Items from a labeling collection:
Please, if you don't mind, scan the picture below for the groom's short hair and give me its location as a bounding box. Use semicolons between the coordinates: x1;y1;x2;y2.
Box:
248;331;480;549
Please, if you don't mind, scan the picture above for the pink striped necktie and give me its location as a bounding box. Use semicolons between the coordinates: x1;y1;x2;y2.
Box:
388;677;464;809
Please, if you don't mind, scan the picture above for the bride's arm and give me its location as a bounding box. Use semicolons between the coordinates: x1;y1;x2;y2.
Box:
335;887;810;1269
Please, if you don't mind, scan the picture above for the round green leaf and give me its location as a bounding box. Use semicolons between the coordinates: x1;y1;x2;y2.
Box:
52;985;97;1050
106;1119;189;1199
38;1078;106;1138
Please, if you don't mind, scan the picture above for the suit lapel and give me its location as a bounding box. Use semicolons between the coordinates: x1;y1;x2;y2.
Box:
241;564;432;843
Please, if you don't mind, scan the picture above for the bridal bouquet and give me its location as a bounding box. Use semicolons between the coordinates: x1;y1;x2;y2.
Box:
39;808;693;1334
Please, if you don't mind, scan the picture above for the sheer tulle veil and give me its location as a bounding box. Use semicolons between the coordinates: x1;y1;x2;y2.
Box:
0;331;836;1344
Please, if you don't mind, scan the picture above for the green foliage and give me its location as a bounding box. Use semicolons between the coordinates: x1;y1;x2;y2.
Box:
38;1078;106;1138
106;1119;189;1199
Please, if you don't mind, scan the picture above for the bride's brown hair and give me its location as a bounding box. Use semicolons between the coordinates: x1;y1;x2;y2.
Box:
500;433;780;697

WORK TO DO | Copy the lines above word for word, from the line that contains "for the suit" through the line that contains "0;331;836;1344", both of those lines included.

FULL RESPONSE |
Please, if you don't mind, scan the picture above for the suit lapel and give me its location as a bounding box. Use semicolons between the coordinates: x1;y1;x2;y2.
Box:
241;564;432;843
Please, if you don't mind, scan the picture above for the bridal bouquet and give me its location as a bounding box. Use semicolons between the coordinates: x1;y1;x2;y2.
Box:
39;808;693;1334
Please, if you don't mind, scan the picture above for the sheer tulle veil and give me its location as a bounding box. Use semicolons between the coordinates: x1;y1;x2;y2.
Box:
0;331;836;1344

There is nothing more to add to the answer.